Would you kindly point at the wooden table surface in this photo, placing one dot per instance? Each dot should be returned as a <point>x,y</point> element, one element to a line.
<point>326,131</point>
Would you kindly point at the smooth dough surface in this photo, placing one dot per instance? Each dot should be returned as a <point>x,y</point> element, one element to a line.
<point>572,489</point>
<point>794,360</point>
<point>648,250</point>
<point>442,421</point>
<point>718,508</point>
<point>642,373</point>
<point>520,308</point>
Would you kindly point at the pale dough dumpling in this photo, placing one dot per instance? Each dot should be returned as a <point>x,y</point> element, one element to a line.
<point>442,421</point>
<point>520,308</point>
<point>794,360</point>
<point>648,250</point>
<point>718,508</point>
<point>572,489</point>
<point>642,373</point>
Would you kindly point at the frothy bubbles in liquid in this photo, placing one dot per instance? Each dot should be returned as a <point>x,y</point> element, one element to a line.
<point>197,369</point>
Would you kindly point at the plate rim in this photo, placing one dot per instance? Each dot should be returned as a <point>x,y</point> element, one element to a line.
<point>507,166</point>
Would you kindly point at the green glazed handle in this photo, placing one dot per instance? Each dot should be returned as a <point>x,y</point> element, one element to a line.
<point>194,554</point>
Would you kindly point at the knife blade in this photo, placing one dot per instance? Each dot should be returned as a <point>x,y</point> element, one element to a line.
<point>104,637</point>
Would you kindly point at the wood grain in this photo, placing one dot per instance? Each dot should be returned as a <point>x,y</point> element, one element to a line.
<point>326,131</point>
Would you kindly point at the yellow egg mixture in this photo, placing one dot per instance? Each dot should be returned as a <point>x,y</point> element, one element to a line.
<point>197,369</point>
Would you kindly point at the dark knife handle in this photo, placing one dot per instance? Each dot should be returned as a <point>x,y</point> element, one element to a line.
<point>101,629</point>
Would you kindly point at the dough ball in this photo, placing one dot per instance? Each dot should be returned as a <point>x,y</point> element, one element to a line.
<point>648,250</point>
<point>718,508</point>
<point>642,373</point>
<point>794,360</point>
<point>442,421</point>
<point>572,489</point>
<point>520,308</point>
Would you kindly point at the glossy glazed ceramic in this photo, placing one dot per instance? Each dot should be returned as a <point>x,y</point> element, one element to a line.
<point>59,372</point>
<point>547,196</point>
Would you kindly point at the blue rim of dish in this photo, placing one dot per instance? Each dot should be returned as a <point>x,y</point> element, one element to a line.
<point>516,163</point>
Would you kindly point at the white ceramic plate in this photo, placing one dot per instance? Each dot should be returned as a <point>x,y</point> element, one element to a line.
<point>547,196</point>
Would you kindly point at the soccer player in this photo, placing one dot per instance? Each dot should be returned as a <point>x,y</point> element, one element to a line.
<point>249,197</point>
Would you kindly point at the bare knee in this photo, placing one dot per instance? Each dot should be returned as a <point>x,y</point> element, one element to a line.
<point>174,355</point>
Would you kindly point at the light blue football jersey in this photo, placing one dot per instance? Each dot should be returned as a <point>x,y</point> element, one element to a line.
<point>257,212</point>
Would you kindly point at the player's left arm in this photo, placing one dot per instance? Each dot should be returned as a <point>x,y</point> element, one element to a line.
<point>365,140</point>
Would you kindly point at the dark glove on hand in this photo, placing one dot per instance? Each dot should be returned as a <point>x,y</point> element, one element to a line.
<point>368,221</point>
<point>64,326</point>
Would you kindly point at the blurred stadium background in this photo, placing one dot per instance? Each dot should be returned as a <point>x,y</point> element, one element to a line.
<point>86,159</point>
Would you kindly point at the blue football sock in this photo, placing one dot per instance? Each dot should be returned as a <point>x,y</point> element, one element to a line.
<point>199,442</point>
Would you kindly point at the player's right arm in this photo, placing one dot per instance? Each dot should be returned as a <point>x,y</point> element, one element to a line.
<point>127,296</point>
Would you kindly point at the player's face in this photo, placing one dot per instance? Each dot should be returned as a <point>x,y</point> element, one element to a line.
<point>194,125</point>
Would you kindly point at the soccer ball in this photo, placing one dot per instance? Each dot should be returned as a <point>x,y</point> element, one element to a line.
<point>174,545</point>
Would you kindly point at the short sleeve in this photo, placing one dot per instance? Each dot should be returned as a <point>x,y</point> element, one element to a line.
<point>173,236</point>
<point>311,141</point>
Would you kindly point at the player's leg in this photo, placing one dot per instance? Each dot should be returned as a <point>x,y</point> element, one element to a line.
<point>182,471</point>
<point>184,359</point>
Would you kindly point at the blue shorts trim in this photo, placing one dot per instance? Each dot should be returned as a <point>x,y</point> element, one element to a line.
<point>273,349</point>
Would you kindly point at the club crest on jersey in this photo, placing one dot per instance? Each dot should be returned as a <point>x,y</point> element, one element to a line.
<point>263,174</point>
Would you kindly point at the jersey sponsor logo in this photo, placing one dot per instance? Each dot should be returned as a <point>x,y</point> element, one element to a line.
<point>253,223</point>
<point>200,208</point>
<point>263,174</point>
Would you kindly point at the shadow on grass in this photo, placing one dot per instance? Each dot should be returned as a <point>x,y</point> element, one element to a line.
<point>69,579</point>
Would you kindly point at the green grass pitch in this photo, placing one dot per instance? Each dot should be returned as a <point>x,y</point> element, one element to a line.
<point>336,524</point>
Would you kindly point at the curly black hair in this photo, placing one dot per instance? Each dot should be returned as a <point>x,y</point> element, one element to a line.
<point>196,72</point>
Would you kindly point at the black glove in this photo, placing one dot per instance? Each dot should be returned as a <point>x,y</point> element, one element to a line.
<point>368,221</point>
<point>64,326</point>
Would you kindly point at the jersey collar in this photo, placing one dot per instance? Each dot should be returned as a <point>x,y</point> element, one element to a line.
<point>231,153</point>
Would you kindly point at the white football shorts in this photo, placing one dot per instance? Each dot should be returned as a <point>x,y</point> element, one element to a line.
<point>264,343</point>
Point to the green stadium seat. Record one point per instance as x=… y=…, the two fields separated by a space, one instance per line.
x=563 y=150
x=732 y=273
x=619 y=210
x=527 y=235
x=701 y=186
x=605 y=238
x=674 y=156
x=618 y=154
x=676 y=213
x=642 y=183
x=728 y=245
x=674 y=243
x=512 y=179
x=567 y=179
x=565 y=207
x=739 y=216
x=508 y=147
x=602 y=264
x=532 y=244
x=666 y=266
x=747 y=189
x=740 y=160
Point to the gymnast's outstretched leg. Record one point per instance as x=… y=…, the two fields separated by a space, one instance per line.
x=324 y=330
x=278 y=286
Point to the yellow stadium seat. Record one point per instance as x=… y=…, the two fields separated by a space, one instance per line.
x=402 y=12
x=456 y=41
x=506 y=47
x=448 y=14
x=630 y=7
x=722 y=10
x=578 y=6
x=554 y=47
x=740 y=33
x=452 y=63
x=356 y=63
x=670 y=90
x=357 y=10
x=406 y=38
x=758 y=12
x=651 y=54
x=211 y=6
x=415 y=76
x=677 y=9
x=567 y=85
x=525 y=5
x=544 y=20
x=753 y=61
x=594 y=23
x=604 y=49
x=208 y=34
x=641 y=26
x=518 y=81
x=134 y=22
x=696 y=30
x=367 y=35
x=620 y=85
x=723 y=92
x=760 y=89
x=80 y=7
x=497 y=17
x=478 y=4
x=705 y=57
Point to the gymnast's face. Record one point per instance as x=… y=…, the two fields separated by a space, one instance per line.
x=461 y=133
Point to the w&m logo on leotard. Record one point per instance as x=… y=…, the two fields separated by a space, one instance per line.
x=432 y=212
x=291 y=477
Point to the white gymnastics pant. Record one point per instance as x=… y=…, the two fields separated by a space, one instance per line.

^^^^^^^^^^^^^^^^

• [WORK INSTRUCTIONS]
Each line of the data is to be retyped exactly.

• [COMPLETED TASK]
Would you kindly point at the wooden table surface in this photo, placing one dot per instance? Each dot should be returned as a <point>x,y</point> element, one element to a line.
<point>326,131</point>
Would you kindly point at the smooth dough surface in this photo, placing one dot per instance? Each dot should be returned as a <point>x,y</point> element, one element to a line.
<point>572,489</point>
<point>794,360</point>
<point>648,250</point>
<point>442,421</point>
<point>718,508</point>
<point>642,373</point>
<point>520,308</point>
Would you kindly point at the pale dough dumpling in this photo, placing one dot per instance? Each dot should be returned as a <point>x,y</point> element, one element to a line.
<point>442,421</point>
<point>520,308</point>
<point>794,360</point>
<point>648,250</point>
<point>718,508</point>
<point>572,489</point>
<point>642,373</point>
Would you kindly point at the frothy bubbles in liquid in this photo, placing one dot per instance? Each dot should be returned as a <point>x,y</point> element, one element to a line.
<point>197,369</point>
Would you kindly point at the plate rim in this photo, placing one dot per instance? Each dot should be returned as a <point>x,y</point> element, one element to a line.
<point>507,166</point>
Would you kindly point at the green glazed handle in this photo, placing one dot per instance? Each dot should be returned as a <point>x,y</point> element, one element to a line.
<point>194,554</point>
Would you kindly point at the knife blade in this photo, placing one dot per instance? Each dot should be returned as a <point>x,y</point> element, one element to a line.
<point>104,637</point>
Would you kindly point at the wood grain in this photo, placing one dot per instance? Each dot should be returned as a <point>x,y</point> element, one element to a line.
<point>326,131</point>
Would you kindly point at the yellow egg mixture in this photo, placing one dot per instance? Each dot should be returned as a <point>x,y</point> element, one element to a line.
<point>197,369</point>
Would you kindly point at the dark knife handle in this photo, placing one dot per instance? Each dot should be returned as a <point>x,y</point> element, one element to a line.
<point>101,629</point>
Would you kindly point at the dough ball in this photo, placing one dot per instance? Each dot should be returned as a <point>x,y</point> element, one element to a line.
<point>648,250</point>
<point>718,508</point>
<point>642,373</point>
<point>794,360</point>
<point>442,421</point>
<point>572,489</point>
<point>520,308</point>
Would you kindly point at the glossy glazed ceramic in this photo, placing one dot per instance? Each dot should be returned as a <point>x,y</point> element, one element to a line.
<point>59,372</point>
<point>547,196</point>
Would you kindly point at the blue rim of dish in this photo, placing one dot per instance? Each dot should be returned as a <point>x,y</point> element, one element to a line.
<point>516,163</point>
Would you kindly point at the white ceramic plate in this photo, placing one dot per instance? Each dot should be returned as a <point>x,y</point> element, one element to a line.
<point>547,196</point>
Would you kindly point at the soccer player in this photo, placing one dot per instance? Each dot should be returned as a <point>x,y</point> element, one element to a line.
<point>249,197</point>
Would you kindly point at the bare knee in this photo, placing one dot per instance? Each dot should be returned as a <point>x,y</point> element, one element to a line.
<point>174,355</point>
Would you kindly point at the light blue football jersey in this photo, placing one dot per instance? Each dot should be returned as a <point>x,y</point> element, one element to a line.
<point>257,212</point>
Would you kindly point at the player's left arm in this photo, placing one dot per instance? Each dot should be returned as a <point>x,y</point> element, one element to a line.
<point>365,140</point>
Would you kindly point at the dark glove on hand in this photo, placing one dot per instance? Each dot should be returned as a <point>x,y</point> element, one element to a line.
<point>368,221</point>
<point>64,326</point>
Would you kindly point at the blurred stadium background in this photo, placing one dot per instance? Each dot should be returned as a <point>x,y</point> element, one element to a line.
<point>86,159</point>
Would you kindly point at the blue football sock in this photo, placing one dot per instance? Each dot should be returned as a <point>x,y</point> element, one element to a line.
<point>199,442</point>
Would you kindly point at the player's right arm in this photo, placing one dot per instance? Each dot should be returned as a <point>x,y</point> element, one element to a line.
<point>127,296</point>
Would you kindly point at the player's face in this photo, placing one dot per instance? Each dot should be returned as a <point>x,y</point> element, one element to a line.
<point>194,125</point>
Would you kindly point at the soccer ball in this photo, placing one dot per instance? Each dot should be returned as a <point>x,y</point> element, one element to a line.
<point>174,545</point>
Would you kindly point at the short sleeve in this photo, placing one dot per instance? Each dot should be returned as a <point>x,y</point> element, one element to a line.
<point>173,236</point>
<point>311,141</point>
Would you kindly point at the player's leg in this photo, placing one dot per instance? Each dot should be returned as a <point>x,y</point> element, one element to a line.
<point>182,471</point>
<point>184,359</point>
Would you kindly point at the blue shorts trim in this photo, placing one dot per instance? Each dot should be returned as a <point>x,y</point> element, one element to a line.
<point>273,349</point>
Would you kindly point at the club crest on jersey in this photo, placing one dot per instance? Each dot should be returned as a <point>x,y</point> element, one element to a line.
<point>263,174</point>
Would you kindly point at the jersey sponsor logo in this photo, placing one dot per instance? Each dot should be returned as a <point>x,y</point> element, one element to a line.
<point>253,223</point>
<point>200,208</point>
<point>263,174</point>
Would you kindly point at the shadow on grass in this photo, placing one dot per instance? Each dot should be returned as a <point>x,y</point> element, one element to a line.
<point>69,579</point>
Would you kindly point at the green grass pitch in this photo, placing one dot per instance? Each dot should be returned as a <point>x,y</point> element, one element to a line.
<point>336,524</point>
Would you kindly point at the curly black hair in this photo, placing one dot per instance? Each dot should be returned as a <point>x,y</point> element, one element to a line.
<point>196,72</point>
Would you kindly point at the black glove in this photo, placing one dot per instance? Each dot should be returned as a <point>x,y</point> element, one element to a line.
<point>368,221</point>
<point>64,326</point>
Would you kindly point at the jersey collar in this photo, placing one dot per instance? Each dot should be returned as a <point>x,y</point> element, one element to a line.
<point>231,153</point>
Would you kindly point at the white football shorts in this photo, placing one dot per instance? Each dot should be returned as a <point>x,y</point> element, one element to a line.
<point>264,343</point>
Point to the green stadium seat. Record one point per instance as x=… y=…, the two fields separated by a space, one instance per line.
x=563 y=150
x=732 y=273
x=619 y=210
x=527 y=235
x=701 y=186
x=605 y=238
x=674 y=156
x=618 y=154
x=676 y=213
x=642 y=183
x=728 y=245
x=674 y=243
x=512 y=179
x=567 y=179
x=565 y=207
x=739 y=216
x=508 y=147
x=602 y=264
x=532 y=244
x=666 y=266
x=747 y=189
x=740 y=160
Point to the gymnast's outstretched leg. Record one point per instance as x=… y=…, the two fields separated by a space, one instance per line.
x=324 y=330
x=278 y=286
Point to the yellow stadium seat. Record one point per instance as x=… y=…, the two fields separated by a space, one instance per line.
x=402 y=12
x=456 y=41
x=506 y=47
x=448 y=14
x=630 y=7
x=722 y=10
x=578 y=6
x=554 y=47
x=740 y=33
x=452 y=63
x=356 y=63
x=670 y=90
x=357 y=10
x=406 y=38
x=758 y=12
x=651 y=54
x=211 y=6
x=415 y=76
x=677 y=9
x=567 y=85
x=525 y=5
x=544 y=20
x=753 y=61
x=594 y=23
x=604 y=49
x=208 y=34
x=641 y=26
x=518 y=81
x=134 y=22
x=696 y=30
x=367 y=35
x=620 y=85
x=723 y=92
x=760 y=89
x=80 y=7
x=497 y=17
x=478 y=4
x=705 y=57
Point to the gymnast's face. Record one point per instance as x=… y=…, the two fields separated by a space, one instance per line.
x=461 y=133
Point to the w&m logo on leotard. Record one point per instance as x=… y=…, the two fields separated by a space, one instance per line.
x=432 y=212
x=291 y=477
Point to the white gymnastics pant. Record one point per instance as x=… y=…, the two fields separated by a space, one instance per line.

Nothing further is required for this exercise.